Selected excerpt –
════
The pound did not have the best start to the week after the previous Friday’s newspapers were full of Bank of England governor Mark Carney’s suggestions that house prices would fall by 34% in the event of a no-deal Brexit. This was not the rhetoric of “project fear” as some believed, but the outcome of a stress test carried out on commercial banks to examine the potential impact of such an outcome. Higher-than-expected UK inflation data helped the pound mid-week. Data from the Office of National Statistics showed the rate rose to 2.7% in August. This is the highest level in six months and against a forecast of 2.4%. After the data were announced, the pound hit a 9-week high against the US dollar and a 7-week high against the euro. The optimism for the pound was short-lived, however, as the Prime Minister cast doubt on the success of this week’s Brexit meeting in Salzburg by spurning the EU's "improved" proposal for the internal Irish border.

Overnight she threw more petrol on the fire when she said there could be no delay to Brexit, even if it meant an abrupt departure with no deal. UK retail sales rose 0.3% in August against a forecast fall of 0.2%. The pound climbed again at the news but the pound continues to be harried by the matter of Brexit and there was little cause for optimism coming from Salzburg.

While the pound had a tumultuous week, the euro generally held a steadier course. There was little in the ecostats or the political sphere to move the central currency. ECB President Mario Draghi delivered the keynote speech at a conference in Berlin entitled “Making Europe's Economic Union work,” and his cautious optimism and pragmatic approach let Brexit and the pound take the biggest headlines.
════
Recorded information –
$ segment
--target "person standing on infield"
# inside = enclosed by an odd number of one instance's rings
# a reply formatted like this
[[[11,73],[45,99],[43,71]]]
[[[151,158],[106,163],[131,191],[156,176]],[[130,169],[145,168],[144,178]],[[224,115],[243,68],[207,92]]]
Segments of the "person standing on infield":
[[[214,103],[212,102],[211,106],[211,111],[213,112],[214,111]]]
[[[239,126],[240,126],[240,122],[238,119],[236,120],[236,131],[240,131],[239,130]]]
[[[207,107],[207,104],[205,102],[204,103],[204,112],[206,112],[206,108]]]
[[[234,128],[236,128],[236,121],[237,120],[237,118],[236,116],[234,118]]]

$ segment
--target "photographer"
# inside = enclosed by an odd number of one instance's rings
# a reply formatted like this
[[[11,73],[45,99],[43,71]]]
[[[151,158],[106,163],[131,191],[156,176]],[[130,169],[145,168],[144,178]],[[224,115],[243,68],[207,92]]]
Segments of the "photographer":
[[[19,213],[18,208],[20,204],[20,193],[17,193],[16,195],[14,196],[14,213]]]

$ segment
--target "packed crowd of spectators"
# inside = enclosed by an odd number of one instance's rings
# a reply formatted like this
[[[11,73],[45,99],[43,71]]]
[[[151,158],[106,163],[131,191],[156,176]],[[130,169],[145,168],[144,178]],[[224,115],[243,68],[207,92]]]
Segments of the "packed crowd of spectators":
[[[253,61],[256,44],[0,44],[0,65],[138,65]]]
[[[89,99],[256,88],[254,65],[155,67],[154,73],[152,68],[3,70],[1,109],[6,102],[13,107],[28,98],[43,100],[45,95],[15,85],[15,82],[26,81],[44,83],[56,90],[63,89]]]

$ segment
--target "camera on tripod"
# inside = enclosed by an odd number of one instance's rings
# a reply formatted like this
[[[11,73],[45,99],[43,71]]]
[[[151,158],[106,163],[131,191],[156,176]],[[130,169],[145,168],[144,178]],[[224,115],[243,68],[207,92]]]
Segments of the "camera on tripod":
════
Job – According to the currency report above, what rate did UK inflation rise to in August?

Exercise solution – 2.7%